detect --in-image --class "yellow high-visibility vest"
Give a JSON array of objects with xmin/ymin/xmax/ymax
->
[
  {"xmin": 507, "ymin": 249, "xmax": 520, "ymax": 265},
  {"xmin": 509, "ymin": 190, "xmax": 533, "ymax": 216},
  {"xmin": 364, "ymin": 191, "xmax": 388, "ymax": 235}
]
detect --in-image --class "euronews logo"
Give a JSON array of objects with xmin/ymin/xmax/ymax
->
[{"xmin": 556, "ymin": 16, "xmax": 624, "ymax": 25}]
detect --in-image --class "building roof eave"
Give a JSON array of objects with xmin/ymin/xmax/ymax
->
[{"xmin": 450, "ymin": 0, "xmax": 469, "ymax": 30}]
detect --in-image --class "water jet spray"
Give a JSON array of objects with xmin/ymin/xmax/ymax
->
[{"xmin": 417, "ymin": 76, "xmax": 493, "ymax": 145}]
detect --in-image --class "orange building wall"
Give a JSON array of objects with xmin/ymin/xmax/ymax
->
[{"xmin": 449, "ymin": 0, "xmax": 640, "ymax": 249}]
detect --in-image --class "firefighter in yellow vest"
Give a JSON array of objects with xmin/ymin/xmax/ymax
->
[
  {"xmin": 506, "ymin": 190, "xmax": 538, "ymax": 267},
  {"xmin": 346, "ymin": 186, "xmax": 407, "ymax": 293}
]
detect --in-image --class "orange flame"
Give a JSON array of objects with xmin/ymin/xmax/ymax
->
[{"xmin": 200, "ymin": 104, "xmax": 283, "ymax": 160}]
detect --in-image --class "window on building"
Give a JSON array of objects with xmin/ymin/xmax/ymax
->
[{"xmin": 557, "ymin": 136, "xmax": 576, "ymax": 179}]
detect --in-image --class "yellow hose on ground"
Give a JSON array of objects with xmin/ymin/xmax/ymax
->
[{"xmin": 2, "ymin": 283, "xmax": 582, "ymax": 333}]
+++
• EXERCISE OBJECTIVE
Print the records once more, exactly as they were given.

• SOLUTION TO THE EXERCISE
detect --in-image --class "yellow high-visibility vest"
Give a JSON array of objects with xmin/ymin/xmax/ymax
->
[
  {"xmin": 507, "ymin": 249, "xmax": 520, "ymax": 265},
  {"xmin": 509, "ymin": 190, "xmax": 533, "ymax": 216},
  {"xmin": 364, "ymin": 191, "xmax": 388, "ymax": 235}
]
detect --in-image --class "euronews logo"
Give a JSON array of objects with xmin/ymin/xmax/ymax
->
[{"xmin": 556, "ymin": 16, "xmax": 624, "ymax": 25}]
detect --in-image --class "building roof eave"
Give a JSON array of objects with xmin/ymin/xmax/ymax
->
[{"xmin": 450, "ymin": 0, "xmax": 469, "ymax": 30}]
detect --in-image --class "water jet spray"
Give a JSON array of objects with xmin/ymin/xmax/ymax
->
[{"xmin": 417, "ymin": 76, "xmax": 493, "ymax": 145}]
detect --in-image --class "orange building wall"
Give a JSON array of objects with xmin/ymin/xmax/ymax
->
[{"xmin": 449, "ymin": 0, "xmax": 640, "ymax": 249}]
detect --in-image --class "firefighter in yellow vest"
Give a JSON array of objects with xmin/ymin/xmax/ymax
->
[
  {"xmin": 506, "ymin": 190, "xmax": 538, "ymax": 267},
  {"xmin": 346, "ymin": 186, "xmax": 407, "ymax": 293}
]
detect --in-image --class "orange flame"
Give a JSON array of objects with xmin/ymin/xmax/ymax
->
[{"xmin": 200, "ymin": 104, "xmax": 283, "ymax": 160}]
detect --in-image --class "window on building"
Give a JSON array of objects with xmin/ymin/xmax/ymax
->
[{"xmin": 557, "ymin": 136, "xmax": 576, "ymax": 179}]
detect --in-image --class "yellow hose on ground"
Give a JSON array of objects with xmin/ymin/xmax/ymax
->
[{"xmin": 2, "ymin": 283, "xmax": 582, "ymax": 333}]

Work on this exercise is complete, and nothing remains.